Start of Input data

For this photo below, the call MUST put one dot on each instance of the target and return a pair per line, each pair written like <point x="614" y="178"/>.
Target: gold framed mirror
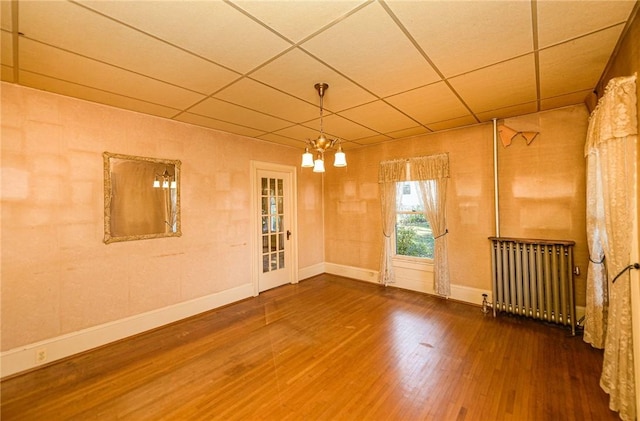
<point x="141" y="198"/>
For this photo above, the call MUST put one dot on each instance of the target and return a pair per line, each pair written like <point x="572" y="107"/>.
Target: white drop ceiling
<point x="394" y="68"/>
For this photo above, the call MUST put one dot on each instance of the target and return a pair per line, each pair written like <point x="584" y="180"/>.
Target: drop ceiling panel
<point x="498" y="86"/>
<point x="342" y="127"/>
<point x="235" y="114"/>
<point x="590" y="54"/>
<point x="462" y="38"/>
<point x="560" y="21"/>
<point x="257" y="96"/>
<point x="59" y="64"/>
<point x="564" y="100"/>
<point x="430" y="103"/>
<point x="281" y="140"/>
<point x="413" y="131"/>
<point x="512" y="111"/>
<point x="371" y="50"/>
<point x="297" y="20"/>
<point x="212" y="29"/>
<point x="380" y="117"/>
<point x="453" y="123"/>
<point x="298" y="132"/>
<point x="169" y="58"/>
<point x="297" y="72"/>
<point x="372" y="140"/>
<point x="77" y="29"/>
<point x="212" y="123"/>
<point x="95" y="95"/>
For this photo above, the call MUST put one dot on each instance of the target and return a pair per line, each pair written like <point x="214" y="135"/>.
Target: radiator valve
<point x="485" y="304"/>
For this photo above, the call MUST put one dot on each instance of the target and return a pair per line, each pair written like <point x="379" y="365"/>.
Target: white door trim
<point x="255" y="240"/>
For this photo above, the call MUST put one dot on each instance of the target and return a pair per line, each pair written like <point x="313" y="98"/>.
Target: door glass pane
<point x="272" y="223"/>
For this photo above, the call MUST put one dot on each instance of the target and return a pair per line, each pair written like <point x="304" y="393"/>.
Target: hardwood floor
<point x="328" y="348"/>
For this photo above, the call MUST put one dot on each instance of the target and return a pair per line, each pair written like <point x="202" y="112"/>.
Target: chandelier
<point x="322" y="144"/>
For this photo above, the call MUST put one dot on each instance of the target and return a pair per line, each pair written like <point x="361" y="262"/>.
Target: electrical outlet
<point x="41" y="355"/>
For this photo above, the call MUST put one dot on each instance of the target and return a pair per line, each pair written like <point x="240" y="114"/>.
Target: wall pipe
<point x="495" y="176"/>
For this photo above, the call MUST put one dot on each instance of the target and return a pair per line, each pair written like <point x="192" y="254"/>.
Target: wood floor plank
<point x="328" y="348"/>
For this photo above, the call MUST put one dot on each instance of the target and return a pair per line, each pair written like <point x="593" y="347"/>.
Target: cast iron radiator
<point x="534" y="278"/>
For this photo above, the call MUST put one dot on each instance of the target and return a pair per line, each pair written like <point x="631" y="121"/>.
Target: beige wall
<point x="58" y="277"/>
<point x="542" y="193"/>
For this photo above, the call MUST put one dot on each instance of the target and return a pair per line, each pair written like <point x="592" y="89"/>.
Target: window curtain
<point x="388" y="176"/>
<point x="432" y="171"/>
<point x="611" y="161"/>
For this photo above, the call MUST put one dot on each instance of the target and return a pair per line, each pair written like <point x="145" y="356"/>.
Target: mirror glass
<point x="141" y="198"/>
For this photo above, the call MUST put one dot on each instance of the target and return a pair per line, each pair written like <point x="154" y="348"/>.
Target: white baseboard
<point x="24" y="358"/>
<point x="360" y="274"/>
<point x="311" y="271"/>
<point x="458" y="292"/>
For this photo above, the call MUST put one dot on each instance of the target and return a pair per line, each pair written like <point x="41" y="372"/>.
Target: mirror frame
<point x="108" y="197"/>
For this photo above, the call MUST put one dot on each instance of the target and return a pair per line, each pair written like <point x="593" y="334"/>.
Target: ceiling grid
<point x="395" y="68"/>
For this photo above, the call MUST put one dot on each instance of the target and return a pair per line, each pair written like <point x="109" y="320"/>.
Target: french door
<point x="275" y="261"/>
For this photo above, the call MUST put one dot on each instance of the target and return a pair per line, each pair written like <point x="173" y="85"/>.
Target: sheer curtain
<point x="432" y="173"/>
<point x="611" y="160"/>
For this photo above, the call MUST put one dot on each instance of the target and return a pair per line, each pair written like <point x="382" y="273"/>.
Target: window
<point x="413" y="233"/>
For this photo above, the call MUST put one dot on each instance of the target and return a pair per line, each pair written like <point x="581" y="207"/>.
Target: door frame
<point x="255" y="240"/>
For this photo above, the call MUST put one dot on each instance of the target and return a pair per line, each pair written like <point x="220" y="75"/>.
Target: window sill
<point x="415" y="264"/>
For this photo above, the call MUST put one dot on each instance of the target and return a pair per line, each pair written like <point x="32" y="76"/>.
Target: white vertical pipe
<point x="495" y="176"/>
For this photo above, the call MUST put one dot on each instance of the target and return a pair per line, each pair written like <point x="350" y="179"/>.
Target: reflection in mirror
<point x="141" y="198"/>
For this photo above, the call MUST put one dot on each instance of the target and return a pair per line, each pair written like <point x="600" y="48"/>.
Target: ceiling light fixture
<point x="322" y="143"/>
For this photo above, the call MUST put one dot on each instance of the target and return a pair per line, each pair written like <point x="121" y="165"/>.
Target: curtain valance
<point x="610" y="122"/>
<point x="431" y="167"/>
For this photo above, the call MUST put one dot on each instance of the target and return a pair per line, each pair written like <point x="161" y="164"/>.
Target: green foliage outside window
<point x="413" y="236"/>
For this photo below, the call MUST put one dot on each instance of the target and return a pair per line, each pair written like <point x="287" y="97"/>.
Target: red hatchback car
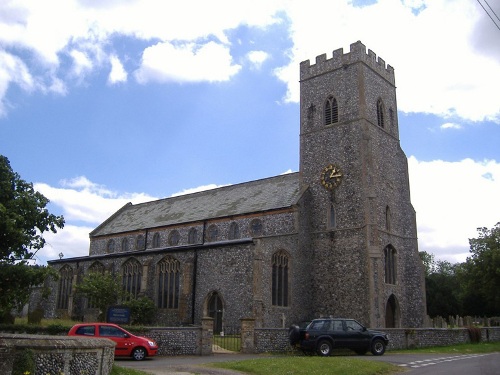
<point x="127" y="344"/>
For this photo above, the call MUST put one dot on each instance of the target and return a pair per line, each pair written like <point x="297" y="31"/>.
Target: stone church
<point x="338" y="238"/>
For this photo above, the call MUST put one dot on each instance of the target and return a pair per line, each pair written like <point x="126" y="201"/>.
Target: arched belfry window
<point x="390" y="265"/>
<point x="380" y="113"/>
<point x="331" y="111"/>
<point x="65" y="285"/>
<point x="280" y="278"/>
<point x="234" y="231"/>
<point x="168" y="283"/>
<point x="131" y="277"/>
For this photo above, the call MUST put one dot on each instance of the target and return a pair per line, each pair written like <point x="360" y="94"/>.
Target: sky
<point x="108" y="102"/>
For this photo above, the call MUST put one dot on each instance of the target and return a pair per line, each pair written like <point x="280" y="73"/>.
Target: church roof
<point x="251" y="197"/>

End of Input data

■ What you will do ■
Count the lines in the records above that contain the word "window" and give only that number.

■ Right answer ■
5